[Records from a dataset]
- - -

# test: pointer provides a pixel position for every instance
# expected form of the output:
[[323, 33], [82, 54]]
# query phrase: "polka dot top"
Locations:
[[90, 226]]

- - -

- **Task item**
From the line holding "[[323, 33], [82, 54]]" to the last line of the data above, copy every line exactly and include nothing more.

- **Answer area**
[[323, 33], [82, 54]]
# query phrase: "polka dot top"
Locations:
[[90, 226]]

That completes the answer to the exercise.